> _EXERCISE BRIEF_
The job is to find each line in the entries holding the string "wheel" and copy that line.

__________________________________________________

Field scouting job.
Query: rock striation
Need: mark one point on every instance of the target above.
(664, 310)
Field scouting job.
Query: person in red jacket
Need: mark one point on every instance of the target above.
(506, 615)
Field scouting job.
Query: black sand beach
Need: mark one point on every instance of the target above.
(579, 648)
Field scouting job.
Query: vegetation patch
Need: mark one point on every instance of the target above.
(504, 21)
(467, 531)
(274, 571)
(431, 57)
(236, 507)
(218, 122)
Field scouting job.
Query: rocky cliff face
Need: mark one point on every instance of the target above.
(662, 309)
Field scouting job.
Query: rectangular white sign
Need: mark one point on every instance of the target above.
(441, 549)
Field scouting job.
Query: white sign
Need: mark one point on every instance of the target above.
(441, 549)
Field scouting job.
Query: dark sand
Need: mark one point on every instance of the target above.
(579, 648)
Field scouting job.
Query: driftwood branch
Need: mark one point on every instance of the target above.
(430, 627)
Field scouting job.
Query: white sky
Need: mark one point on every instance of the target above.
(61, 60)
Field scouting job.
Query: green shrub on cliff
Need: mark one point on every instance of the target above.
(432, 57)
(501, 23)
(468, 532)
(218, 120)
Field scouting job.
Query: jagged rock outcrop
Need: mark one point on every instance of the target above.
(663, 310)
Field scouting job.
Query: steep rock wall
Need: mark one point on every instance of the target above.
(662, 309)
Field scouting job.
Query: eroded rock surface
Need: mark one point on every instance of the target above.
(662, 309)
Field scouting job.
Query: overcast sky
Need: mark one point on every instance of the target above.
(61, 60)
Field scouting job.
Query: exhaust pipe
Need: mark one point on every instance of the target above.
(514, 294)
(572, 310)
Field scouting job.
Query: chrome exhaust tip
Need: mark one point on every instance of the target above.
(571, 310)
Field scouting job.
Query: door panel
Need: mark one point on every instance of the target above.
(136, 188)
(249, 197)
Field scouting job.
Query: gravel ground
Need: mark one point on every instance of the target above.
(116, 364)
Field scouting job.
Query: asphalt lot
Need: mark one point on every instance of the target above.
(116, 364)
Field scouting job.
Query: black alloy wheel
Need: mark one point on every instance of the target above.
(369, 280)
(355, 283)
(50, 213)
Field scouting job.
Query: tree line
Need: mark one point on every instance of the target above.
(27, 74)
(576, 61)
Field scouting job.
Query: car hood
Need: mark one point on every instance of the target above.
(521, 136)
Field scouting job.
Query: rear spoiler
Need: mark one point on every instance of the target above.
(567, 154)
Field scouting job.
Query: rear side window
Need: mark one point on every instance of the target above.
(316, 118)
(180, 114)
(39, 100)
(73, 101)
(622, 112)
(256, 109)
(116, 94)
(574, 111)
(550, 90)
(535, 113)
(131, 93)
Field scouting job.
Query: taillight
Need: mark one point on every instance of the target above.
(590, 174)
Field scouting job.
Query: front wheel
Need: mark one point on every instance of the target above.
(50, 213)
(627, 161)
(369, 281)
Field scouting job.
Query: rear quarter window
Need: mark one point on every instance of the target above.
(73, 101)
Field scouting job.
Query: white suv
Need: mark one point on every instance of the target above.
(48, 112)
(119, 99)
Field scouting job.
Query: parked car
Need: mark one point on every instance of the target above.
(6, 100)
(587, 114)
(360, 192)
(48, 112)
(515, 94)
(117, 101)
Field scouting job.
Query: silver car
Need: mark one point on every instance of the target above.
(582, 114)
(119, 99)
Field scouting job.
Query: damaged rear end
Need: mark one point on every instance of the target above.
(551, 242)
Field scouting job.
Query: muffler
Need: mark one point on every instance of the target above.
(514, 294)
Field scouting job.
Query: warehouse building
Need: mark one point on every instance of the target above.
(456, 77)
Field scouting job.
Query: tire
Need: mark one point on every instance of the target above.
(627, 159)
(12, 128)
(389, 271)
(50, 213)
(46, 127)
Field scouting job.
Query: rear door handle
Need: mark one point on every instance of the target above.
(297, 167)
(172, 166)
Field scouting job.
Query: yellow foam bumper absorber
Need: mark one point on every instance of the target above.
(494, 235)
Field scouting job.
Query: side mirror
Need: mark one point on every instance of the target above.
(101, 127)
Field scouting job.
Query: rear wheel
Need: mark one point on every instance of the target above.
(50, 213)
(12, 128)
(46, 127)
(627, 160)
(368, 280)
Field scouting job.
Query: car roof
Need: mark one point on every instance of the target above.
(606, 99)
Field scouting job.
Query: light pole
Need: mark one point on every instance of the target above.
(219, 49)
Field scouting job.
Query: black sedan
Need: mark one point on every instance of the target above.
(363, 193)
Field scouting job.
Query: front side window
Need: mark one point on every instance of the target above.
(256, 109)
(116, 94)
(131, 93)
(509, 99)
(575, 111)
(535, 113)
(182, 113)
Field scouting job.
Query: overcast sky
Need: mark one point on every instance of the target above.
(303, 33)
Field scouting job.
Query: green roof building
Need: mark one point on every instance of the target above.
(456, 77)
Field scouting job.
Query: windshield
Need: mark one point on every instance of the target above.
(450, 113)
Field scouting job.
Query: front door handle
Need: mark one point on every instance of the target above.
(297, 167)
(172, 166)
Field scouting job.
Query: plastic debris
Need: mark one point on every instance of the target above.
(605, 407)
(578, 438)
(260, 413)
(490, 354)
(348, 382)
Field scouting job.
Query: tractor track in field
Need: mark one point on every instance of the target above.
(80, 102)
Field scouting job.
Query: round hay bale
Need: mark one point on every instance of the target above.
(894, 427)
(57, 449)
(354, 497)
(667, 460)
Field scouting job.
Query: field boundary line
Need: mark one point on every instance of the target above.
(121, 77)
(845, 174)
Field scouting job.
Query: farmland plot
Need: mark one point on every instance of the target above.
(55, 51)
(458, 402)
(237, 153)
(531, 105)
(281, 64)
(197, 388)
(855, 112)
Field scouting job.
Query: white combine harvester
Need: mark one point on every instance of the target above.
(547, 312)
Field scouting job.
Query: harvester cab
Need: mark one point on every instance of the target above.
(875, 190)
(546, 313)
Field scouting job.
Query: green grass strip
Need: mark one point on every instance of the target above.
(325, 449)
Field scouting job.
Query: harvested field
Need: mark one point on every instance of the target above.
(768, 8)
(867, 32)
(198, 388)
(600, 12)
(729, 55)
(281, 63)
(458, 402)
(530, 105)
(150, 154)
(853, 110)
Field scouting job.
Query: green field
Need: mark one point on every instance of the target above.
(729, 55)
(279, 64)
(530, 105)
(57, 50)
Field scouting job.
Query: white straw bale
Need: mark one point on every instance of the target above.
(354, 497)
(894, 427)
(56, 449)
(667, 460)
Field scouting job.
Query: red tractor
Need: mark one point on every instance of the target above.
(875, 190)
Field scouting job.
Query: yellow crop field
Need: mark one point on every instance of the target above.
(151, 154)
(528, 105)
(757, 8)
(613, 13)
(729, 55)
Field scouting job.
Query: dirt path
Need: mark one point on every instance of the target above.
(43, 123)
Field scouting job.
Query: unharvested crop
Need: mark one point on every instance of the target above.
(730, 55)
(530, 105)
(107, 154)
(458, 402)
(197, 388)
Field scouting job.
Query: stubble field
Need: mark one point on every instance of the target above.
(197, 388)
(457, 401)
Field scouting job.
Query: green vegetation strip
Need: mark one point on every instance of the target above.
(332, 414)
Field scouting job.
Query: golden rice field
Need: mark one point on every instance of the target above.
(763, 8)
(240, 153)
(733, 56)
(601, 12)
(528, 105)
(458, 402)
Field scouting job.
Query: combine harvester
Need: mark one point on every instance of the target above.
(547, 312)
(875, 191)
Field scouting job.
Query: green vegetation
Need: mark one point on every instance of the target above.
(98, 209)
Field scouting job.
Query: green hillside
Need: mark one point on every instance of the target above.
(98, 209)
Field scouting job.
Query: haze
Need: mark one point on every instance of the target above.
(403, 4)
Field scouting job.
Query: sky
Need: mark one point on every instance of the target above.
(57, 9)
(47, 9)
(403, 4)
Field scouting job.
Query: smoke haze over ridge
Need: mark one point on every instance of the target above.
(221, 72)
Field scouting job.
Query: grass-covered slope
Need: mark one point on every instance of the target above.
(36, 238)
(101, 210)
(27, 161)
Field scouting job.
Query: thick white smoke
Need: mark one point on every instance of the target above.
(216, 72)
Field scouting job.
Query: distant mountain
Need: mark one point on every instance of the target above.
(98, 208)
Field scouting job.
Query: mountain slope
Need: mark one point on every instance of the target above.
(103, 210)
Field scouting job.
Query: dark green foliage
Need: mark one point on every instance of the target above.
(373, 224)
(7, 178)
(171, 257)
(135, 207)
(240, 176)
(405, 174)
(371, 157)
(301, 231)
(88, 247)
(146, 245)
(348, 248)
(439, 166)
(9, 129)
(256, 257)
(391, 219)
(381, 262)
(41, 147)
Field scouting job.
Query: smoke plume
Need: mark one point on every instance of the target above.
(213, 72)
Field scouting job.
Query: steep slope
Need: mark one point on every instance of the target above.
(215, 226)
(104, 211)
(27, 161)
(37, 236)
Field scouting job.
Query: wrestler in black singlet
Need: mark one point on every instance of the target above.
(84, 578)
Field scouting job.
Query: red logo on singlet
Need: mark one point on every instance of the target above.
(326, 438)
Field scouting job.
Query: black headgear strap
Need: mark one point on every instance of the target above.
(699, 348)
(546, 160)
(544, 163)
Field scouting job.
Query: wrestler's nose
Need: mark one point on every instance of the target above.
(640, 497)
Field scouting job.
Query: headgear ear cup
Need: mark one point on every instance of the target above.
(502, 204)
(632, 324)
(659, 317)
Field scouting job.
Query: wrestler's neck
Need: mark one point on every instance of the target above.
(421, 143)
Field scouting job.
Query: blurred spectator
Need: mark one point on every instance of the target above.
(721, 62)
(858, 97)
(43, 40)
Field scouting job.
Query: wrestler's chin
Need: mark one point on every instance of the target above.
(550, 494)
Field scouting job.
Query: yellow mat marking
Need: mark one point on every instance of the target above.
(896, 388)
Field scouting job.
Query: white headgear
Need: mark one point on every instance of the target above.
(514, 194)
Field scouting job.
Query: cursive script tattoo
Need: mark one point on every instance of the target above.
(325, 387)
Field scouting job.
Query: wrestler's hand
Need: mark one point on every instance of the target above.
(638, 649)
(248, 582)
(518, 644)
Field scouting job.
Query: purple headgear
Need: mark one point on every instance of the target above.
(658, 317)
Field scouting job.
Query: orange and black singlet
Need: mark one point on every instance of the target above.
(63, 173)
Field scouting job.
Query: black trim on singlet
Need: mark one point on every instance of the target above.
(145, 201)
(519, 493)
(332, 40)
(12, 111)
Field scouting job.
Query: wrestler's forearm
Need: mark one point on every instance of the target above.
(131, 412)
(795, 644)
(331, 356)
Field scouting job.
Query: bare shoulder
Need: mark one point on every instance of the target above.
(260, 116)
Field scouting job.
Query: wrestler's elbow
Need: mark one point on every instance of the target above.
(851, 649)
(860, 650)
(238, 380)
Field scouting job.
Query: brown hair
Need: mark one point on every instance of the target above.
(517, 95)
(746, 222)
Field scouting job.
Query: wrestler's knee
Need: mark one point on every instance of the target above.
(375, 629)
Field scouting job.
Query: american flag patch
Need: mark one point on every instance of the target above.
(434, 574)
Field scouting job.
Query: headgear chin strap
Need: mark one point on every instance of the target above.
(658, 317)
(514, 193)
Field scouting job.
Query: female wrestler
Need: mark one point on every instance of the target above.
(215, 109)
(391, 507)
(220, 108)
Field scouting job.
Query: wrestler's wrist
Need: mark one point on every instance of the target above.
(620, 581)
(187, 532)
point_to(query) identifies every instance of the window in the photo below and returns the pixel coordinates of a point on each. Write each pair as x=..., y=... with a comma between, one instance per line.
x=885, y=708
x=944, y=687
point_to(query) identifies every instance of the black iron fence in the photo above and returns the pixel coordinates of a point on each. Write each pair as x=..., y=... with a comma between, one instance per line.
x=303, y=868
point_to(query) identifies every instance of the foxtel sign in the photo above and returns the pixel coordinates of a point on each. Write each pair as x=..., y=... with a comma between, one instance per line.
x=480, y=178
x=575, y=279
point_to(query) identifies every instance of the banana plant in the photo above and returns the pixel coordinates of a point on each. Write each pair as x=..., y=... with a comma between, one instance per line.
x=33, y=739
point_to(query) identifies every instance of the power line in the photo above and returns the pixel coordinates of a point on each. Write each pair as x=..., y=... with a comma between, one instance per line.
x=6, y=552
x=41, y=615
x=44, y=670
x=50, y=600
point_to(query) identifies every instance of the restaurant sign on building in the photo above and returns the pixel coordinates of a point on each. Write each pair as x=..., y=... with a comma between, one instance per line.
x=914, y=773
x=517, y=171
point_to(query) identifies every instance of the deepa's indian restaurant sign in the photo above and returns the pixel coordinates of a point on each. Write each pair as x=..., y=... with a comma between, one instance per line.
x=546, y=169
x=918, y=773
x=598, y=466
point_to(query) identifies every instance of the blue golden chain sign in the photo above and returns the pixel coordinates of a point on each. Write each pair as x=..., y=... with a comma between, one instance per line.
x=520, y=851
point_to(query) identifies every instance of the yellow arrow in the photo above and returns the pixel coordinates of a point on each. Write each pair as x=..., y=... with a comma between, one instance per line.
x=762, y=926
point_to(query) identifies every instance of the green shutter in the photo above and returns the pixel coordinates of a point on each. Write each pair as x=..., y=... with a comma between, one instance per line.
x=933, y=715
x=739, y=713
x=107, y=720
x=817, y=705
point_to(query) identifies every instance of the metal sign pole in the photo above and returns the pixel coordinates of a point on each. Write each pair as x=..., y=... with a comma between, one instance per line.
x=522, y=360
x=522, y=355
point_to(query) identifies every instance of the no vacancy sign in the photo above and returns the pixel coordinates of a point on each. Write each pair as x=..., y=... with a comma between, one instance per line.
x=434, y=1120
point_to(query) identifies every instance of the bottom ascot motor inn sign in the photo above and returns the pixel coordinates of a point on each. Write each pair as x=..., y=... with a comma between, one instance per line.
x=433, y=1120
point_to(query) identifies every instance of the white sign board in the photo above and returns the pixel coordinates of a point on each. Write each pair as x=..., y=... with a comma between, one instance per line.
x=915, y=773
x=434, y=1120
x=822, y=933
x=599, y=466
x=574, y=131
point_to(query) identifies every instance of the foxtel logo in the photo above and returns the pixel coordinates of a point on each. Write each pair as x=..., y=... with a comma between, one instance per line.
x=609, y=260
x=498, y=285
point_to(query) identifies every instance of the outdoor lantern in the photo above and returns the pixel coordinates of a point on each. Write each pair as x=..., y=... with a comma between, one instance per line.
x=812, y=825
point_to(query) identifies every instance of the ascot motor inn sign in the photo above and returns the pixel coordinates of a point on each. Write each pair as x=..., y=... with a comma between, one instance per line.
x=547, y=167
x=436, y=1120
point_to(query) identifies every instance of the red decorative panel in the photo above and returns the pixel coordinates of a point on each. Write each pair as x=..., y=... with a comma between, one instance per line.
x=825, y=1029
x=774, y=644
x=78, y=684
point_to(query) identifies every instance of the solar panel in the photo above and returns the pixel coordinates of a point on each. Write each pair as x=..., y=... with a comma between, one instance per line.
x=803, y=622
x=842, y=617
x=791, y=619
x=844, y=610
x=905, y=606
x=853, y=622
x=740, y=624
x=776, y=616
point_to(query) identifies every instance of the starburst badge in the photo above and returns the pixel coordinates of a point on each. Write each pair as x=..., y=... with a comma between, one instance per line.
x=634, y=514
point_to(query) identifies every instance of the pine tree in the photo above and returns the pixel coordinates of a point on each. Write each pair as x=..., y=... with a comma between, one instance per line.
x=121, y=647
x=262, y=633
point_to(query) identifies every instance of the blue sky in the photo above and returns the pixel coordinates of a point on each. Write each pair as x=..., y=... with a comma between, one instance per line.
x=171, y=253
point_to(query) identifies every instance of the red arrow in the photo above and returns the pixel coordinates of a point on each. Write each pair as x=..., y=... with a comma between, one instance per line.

__________________________________________________

> _RESPONSE TO THIS TASK_
Query: black alloy wheel
Query: front wheel
Query: rear wheel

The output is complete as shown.